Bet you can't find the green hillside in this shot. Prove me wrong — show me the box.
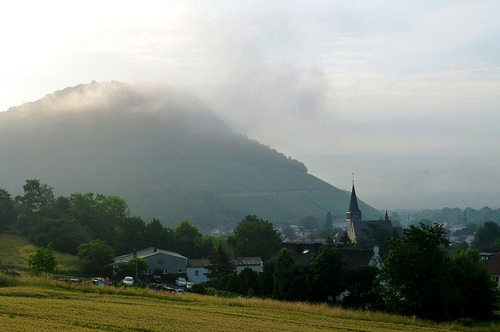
[0,284,480,332]
[0,82,381,228]
[0,233,80,274]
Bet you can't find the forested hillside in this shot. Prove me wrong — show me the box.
[0,82,380,228]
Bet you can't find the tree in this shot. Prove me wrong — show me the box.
[323,211,333,229]
[115,217,146,254]
[206,242,235,280]
[18,179,54,212]
[307,246,346,302]
[16,179,54,234]
[472,221,500,250]
[28,243,57,282]
[78,240,114,276]
[273,248,295,300]
[144,219,174,250]
[174,220,213,258]
[451,249,498,319]
[379,223,456,320]
[342,266,380,310]
[299,216,319,231]
[228,215,282,260]
[0,188,16,229]
[28,216,90,255]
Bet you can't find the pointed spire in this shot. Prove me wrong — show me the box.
[347,178,361,221]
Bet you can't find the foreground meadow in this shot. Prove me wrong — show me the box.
[0,282,494,332]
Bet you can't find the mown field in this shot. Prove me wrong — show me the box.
[0,277,495,332]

^^^^^^^^^^^^^^^^

• **THE PROBLEM**: Reproduce all of the records above word for word, leaving out the picture.

• **EXERCISE RESULT**:
Bet you can't find the green hillside in this shot. Prove me wrong — show me the box.
[0,284,480,332]
[0,82,381,228]
[0,233,80,274]
Bet you can't find the forested hillside in this shot. Prove me wrong — show me the box.
[0,82,380,228]
Bet you can't find the tree in this shot. Prove me wrong — show me the box.
[323,211,333,229]
[115,217,146,254]
[206,242,235,280]
[18,179,54,212]
[307,246,346,302]
[16,179,54,234]
[472,221,500,250]
[28,243,57,282]
[78,240,114,276]
[273,248,295,300]
[144,219,174,250]
[174,220,213,258]
[451,249,498,319]
[379,223,456,320]
[342,266,380,310]
[299,216,319,231]
[228,215,282,260]
[0,188,16,229]
[28,216,90,255]
Bet you can't find the pointed spire in this shot. Prove me wrong — show me the box.
[347,178,361,221]
Bet you can't find the foreground meadow in this shot. Prove me wrong — show me the box.
[0,282,494,332]
Bet you can't find the mown field in this shot. Prove me wrong — show me the box.
[0,277,495,332]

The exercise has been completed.